Text provided:
--

The paper is diveded in to introduction, Data and methods, Results and discussion, and Conclusions

#### Remove unwanted characters¶

In [7]:
paper=str_replace_all(paper, "[^[:alnum:]]", " ")
paper=gsub("[^A-Za-z0-9 ]", "-", paper)
paper[2]

Out[7]:

### Searching most common words¶

In [10]:
# Create corpus

corpus = Corpus(VectorSource(x))

In [26]:
# Convert to lower-case

corpus = tm_map(corpus, tolower)

In [15]:
# convert corpus to a Plain Text Document

corpus = tm_map(corpus, PlainTextDocument)

In [12]:
# Remove punctuation

corpus = tm_map(corpus, removePunctuation)

In [13]:
# Remove stopwords

corpus = tm_map(corpus, removeWords, stopwords("english"))

In [16]:
# Create matrix

frequencies = DocumentTermMatrix(corpus)


### Most commonly used words¶

Let's search words that occur at least 50 times

In [25]:
findFreqTerms(frequencies, lowfreq=50)

Out[25]:
1. "anomalies"
2. "mjo"
3. "precipitation"

### Conclusion¶

The paper investigates the impacts of an intra-seasonal oscillation called MJO on precipitation over east Africa. The processes through which the oscillation influences precipitation over the region is investigated by lookig at anomalies of various atmospheric and oceanic fields such as sea surface temperature, atmospheric winds and sea level pressure. Therefore, it is expected that anomalies, mjo and precipitation are the top three commonly used words the in paper.

--

Assignment A:
Answer these from the text above, one line each:
(i) What sections is the paper divided into?
(ii) What is the least number of times a word must occur in the search for the most commonly used words?
(iii) Which three words does that search return?
Assignment B: Using the text above, explain why "anomalies", "mjo" and "precipitation" are expected to be the three most used words in the paper.

Data provided:
--

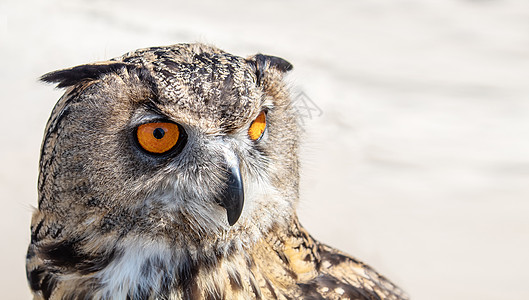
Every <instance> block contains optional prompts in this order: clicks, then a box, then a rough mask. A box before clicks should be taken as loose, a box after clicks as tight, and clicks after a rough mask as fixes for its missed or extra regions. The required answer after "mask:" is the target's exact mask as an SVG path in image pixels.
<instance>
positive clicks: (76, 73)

--

Expected answer A:
(i) Introduction, Data and methods, Results and discussion, and Conclusions
(ii) 50 times
(iii) "anomalies", "mjo" and "precipitation"

Expected answer B: The paper studies how an intra-seasonal oscillation called MJO affects precipitation over east Africa. It does this by looking at anomalies of several atmospheric and oceanic fields, such as sea surface temperature, atmospheric winds and sea level pressure, so these three words come up most often.